* Directions:
Search the material and gather each line with "rock" in it.

* Record extracts:
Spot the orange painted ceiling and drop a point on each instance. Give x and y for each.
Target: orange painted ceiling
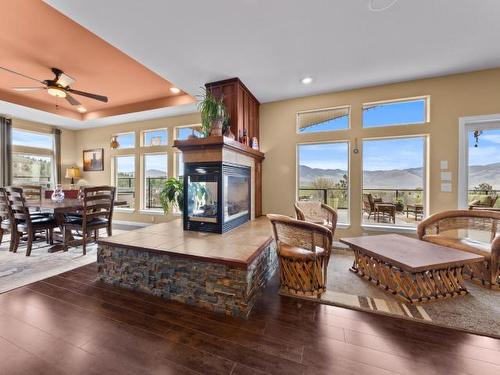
(35, 37)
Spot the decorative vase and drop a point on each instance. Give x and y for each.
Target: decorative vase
(216, 130)
(57, 194)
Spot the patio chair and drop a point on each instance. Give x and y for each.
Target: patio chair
(318, 213)
(474, 231)
(304, 250)
(483, 201)
(97, 214)
(26, 223)
(6, 221)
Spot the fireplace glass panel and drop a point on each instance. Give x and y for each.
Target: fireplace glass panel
(236, 197)
(202, 198)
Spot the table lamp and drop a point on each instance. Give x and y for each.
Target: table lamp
(73, 172)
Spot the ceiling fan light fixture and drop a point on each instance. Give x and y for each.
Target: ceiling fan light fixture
(56, 91)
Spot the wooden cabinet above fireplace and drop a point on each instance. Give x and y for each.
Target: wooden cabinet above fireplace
(242, 106)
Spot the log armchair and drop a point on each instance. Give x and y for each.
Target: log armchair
(318, 213)
(468, 230)
(304, 252)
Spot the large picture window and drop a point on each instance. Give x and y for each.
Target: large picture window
(32, 158)
(155, 175)
(125, 179)
(323, 175)
(323, 120)
(397, 112)
(394, 181)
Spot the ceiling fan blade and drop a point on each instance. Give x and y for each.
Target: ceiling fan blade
(24, 89)
(101, 98)
(71, 100)
(65, 80)
(22, 75)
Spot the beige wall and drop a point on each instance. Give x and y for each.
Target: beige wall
(101, 137)
(451, 97)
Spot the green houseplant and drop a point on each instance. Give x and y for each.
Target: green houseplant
(172, 195)
(213, 114)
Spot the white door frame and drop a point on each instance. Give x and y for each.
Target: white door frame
(465, 124)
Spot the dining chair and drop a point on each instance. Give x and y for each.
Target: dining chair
(96, 214)
(26, 223)
(6, 221)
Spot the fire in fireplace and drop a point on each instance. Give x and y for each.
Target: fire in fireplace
(216, 196)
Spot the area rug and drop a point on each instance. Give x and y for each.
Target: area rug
(16, 269)
(478, 312)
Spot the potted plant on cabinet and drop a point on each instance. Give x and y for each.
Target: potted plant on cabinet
(172, 195)
(213, 114)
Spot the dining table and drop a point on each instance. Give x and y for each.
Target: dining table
(60, 209)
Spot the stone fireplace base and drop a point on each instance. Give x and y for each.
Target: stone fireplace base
(197, 271)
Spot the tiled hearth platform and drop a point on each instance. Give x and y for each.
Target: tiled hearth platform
(222, 273)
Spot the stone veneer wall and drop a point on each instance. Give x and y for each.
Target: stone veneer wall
(216, 287)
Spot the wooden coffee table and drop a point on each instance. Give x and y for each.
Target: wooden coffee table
(413, 270)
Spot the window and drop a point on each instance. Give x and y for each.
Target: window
(31, 169)
(158, 137)
(126, 140)
(125, 180)
(32, 158)
(393, 181)
(323, 175)
(323, 120)
(484, 167)
(397, 112)
(32, 139)
(155, 175)
(183, 132)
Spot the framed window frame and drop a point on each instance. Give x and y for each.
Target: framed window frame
(427, 105)
(299, 113)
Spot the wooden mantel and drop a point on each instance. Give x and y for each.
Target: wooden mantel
(215, 142)
(215, 148)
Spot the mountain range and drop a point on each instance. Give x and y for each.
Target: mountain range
(399, 178)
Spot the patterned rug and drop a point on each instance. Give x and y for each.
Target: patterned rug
(16, 269)
(478, 312)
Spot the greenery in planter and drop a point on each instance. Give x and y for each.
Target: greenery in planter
(172, 195)
(211, 109)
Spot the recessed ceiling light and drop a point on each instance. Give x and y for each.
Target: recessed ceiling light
(306, 80)
(380, 5)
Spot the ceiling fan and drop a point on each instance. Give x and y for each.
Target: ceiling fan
(59, 87)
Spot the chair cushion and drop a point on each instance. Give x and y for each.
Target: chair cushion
(299, 253)
(464, 244)
(78, 220)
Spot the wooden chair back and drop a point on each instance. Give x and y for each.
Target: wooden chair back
(17, 203)
(5, 211)
(300, 233)
(457, 220)
(32, 192)
(98, 202)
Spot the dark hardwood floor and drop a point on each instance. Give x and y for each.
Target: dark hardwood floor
(73, 324)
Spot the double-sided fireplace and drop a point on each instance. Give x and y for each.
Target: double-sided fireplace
(217, 196)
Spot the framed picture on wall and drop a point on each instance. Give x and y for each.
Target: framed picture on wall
(93, 160)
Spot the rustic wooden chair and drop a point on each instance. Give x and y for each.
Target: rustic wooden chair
(97, 213)
(304, 250)
(26, 223)
(6, 221)
(473, 231)
(318, 213)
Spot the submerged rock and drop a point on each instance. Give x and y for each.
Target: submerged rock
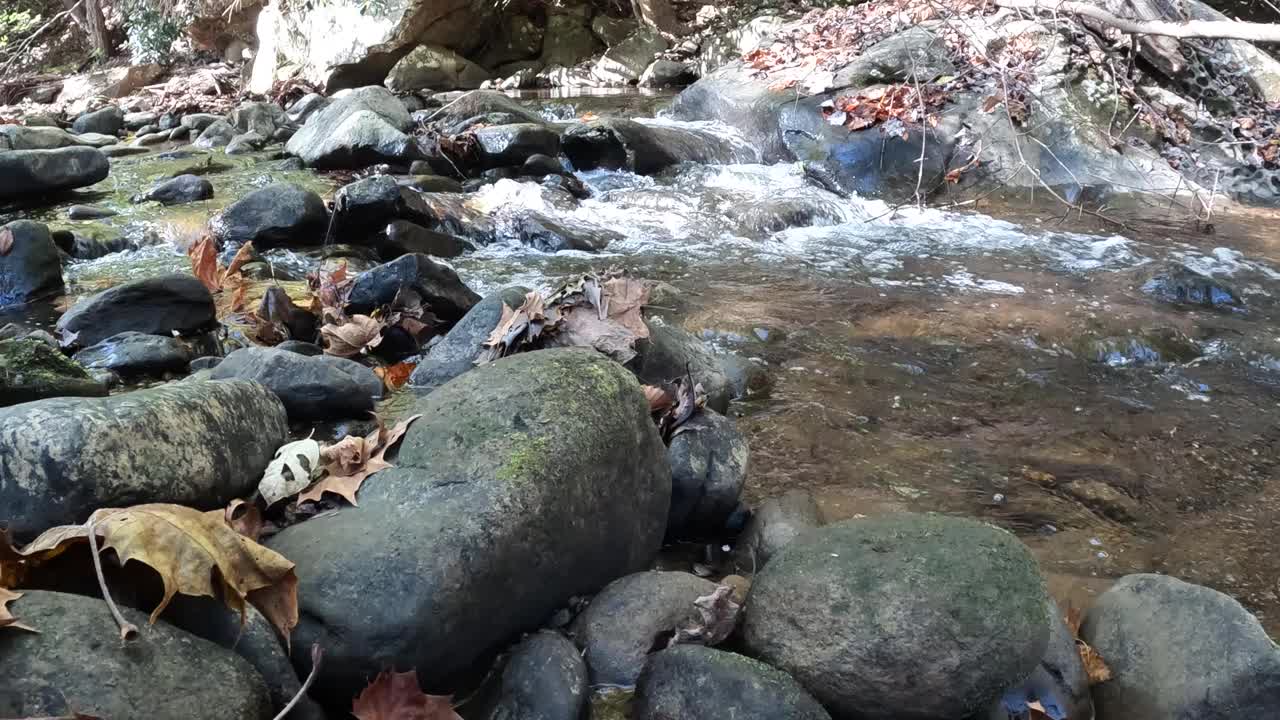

* Answer to the problem:
Spot the submerged rock and drop a point on each instance. Give x and y for each.
Target: submerged rock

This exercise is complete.